▶ **Document section**:
## begin

Sox so good, we'll only ever need 1Sox so good, we'll only ever need 1
I was lucky to share some Texas barbecue with @sox this summer - but I found I wanted to know more and more about this curious and interesting creature who has already added much to Stacker News.
These are not extensive questions, and I ask you to add your own if you've got 'em.
What was the first impression you had about bitcoin?
"wait, I can now generate money with my computer?"
Mind you it was the 2011, the selling point to an 11 years old can be (is) free money. Of course it wasn't free, of course my parents got a huge electrical bill; of course I instantly fell head over heels for bitcoin.
Who is your hero and why?
My hero is no celebrity or popular person. It's a random guy I met on a Minecraft server when I was a child. They taught me that I can be a programmer, specifically how to use Java to create things.
For a boy who used to be bullied by teachers for his school performance... because he just wanted to tinker with his computer, it was a completely new feeling to know that he can actually create things and be proud of them.
I owe a lot of what I am today to that random guy, he's one of my best friends.
What was your first impression of Stacker News?
It was one of those rare moments where you truly feel something's new is happening. It was (still is) bonkers to me that people were spending satoshis, fractions of a penny for their thoughts (🥁).
Robot/Human moderators felt a thing of the past, both for the fact that someone has to put their money where their mouth is (🥁) and that every stacker is actually a moderator thanks to downzaps.
My first impression is actually disbelief, how could a concept this crazy even work? But it works.
Do you like to listen to anything while you're tinkering on the computer??
I like Electronic Dance. It's fun, creative and gives life back to digital music. My favorite piece of all time is Resonance by HOME, still gives me the chills to this day.
To be honest, it's hard for me to listen to something while trying really hard to stay focused and think about a problem that I'm trying to solve. But when I'm in the flow, and everything feels fine, music is there to make me fly through thousands of lines of code.

## end

▶ **Stored records**:
## begin

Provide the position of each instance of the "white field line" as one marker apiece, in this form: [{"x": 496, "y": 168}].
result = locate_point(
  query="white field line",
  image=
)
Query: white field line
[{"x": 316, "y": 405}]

## end
## begin

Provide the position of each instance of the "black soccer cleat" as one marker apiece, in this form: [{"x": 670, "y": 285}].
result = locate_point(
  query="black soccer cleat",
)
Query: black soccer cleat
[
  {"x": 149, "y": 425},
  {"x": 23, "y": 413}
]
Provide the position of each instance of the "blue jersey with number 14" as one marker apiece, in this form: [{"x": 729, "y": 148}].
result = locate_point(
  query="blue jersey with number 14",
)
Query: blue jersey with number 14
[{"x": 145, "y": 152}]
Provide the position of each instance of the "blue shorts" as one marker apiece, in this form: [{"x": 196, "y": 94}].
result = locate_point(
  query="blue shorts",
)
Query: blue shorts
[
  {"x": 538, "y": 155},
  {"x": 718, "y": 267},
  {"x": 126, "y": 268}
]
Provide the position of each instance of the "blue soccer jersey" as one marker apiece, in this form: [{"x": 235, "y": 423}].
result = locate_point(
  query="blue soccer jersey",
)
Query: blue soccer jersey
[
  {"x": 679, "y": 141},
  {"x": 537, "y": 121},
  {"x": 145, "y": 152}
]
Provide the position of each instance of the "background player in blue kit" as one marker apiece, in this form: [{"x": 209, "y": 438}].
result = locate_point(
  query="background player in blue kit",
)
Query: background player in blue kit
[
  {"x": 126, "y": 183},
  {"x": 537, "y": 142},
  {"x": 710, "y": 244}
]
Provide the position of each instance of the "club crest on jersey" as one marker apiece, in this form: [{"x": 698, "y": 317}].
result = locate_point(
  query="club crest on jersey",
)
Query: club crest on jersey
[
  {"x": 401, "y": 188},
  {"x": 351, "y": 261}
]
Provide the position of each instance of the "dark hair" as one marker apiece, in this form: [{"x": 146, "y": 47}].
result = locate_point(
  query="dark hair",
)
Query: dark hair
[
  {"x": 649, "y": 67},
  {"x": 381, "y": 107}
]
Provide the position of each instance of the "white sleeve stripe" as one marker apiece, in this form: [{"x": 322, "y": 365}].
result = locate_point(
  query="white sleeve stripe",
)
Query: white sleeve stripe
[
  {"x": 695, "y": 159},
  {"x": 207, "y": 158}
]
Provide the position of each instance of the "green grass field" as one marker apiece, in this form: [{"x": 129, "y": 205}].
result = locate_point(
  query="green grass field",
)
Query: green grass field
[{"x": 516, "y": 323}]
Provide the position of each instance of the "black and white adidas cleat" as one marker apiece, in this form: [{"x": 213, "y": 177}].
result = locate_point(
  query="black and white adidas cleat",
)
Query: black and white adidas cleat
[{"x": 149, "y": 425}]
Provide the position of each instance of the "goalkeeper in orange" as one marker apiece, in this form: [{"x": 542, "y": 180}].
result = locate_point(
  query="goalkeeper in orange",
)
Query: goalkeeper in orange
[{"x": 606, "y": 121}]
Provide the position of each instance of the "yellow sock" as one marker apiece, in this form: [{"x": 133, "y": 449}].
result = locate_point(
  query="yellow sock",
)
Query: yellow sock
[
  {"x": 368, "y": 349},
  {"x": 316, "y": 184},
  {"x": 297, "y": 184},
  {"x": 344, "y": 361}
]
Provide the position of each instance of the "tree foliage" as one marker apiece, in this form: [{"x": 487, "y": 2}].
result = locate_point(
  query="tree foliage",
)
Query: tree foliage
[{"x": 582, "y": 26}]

## end

▶ **Tasks and exercises**:
1 – Answer these questions using the interview with sox:
(a) In what year did the interviewee first come across bitcoin?
(b) Which programming language did the person met on a Minecraft server teach the interviewee to use?
(c) What does the interviewee name as their favorite piece of music of all time?
2 – Identify every line in the entries that contains the string "green". Case counts, so match it only in that exact form.
The interview and the entries have nothing to do with each other.

▶ **Worked answers**:
1 –
(a) 2011
(b) Java
(c) Resonance by HOME

2 –
Provide the position of each instance of the "green grass field" as one marker apiece, in this form: [{"x": 129, "y": 205}].
  query="green grass field",
Query: green grass field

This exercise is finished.